### DIRECTIONS FOR THIS TASK
Copy out the entries below exactly as they stand, but only from the line containing "Target: coffee cup" through the line containing "Target: seated woman in light blue shirt".

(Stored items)
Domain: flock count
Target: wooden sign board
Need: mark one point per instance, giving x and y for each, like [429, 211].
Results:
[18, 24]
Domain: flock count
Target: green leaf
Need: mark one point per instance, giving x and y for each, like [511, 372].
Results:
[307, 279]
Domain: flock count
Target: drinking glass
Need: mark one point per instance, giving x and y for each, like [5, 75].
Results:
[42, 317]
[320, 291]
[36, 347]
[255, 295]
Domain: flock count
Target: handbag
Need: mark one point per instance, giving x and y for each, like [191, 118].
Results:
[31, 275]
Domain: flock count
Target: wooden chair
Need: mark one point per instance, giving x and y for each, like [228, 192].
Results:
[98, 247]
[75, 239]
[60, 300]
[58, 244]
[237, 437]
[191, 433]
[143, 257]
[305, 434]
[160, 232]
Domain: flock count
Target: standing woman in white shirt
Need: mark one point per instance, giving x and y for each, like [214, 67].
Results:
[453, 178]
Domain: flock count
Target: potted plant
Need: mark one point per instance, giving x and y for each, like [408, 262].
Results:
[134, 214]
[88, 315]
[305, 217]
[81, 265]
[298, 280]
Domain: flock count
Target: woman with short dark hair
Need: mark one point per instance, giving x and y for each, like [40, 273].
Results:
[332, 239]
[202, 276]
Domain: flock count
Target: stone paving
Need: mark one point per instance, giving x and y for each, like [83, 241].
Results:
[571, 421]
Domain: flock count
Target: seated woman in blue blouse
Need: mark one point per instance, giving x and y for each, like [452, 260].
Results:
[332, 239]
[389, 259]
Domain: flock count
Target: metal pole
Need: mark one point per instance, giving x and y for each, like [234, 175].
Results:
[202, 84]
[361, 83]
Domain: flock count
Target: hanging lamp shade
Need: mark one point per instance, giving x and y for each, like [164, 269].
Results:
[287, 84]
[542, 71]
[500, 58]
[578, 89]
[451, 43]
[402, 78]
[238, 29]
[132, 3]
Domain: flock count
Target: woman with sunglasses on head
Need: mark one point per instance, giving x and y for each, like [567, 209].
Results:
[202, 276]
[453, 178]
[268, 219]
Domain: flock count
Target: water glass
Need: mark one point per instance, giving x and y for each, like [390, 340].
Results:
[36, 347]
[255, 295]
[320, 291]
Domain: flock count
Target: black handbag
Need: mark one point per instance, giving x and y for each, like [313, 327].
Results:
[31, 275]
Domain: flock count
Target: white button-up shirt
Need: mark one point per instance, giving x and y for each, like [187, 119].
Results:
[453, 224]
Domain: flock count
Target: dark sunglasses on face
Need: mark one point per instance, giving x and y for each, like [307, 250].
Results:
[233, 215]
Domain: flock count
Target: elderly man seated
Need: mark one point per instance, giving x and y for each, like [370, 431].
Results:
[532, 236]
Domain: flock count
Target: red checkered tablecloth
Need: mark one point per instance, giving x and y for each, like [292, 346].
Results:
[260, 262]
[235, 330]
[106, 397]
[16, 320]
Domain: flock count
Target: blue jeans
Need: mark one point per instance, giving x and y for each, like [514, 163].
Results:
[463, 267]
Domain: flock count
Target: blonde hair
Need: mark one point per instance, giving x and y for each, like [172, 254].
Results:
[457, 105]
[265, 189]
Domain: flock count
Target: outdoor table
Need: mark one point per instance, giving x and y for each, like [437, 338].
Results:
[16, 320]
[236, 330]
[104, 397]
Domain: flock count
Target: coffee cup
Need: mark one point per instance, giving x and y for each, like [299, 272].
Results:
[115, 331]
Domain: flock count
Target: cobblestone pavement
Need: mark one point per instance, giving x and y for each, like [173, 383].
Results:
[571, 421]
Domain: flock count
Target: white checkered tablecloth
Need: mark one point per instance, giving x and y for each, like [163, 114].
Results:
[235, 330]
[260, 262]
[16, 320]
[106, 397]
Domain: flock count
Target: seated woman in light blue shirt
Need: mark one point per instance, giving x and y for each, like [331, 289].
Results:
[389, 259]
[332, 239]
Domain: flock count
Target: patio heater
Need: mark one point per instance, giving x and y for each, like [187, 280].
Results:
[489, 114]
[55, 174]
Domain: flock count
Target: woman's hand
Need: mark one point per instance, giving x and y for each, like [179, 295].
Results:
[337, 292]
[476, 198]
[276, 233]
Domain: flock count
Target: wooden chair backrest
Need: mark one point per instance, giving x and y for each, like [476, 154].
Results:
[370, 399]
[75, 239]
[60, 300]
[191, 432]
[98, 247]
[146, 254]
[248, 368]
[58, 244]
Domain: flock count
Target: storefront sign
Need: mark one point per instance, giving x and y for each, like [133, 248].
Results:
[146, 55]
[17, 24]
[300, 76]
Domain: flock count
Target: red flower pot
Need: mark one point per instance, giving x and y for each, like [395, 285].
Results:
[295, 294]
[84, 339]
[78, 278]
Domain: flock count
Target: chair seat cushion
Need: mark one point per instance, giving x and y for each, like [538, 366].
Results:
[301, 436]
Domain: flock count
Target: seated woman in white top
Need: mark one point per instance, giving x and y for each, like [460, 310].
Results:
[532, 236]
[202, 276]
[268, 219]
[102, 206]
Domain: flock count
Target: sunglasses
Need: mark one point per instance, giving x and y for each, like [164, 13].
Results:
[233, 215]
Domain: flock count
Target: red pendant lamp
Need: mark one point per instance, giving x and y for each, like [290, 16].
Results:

### ANSWER SPACE
Target: coffee cup
Need: mark one point per instance, giving x and y for each, like [299, 272].
Results:
[115, 331]
Domain: flock count
Target: cobblestone pavement
Need: mark one point per instance, giving x and y for each, like [173, 383].
Results:
[571, 421]
Domain: flock count
Target: white checkered tablecloth
Need: mark one point per instance, giving x and y for each, like [163, 114].
Results:
[235, 330]
[260, 262]
[16, 320]
[106, 397]
Domain: flock count
Target: seated woman in light blue shirt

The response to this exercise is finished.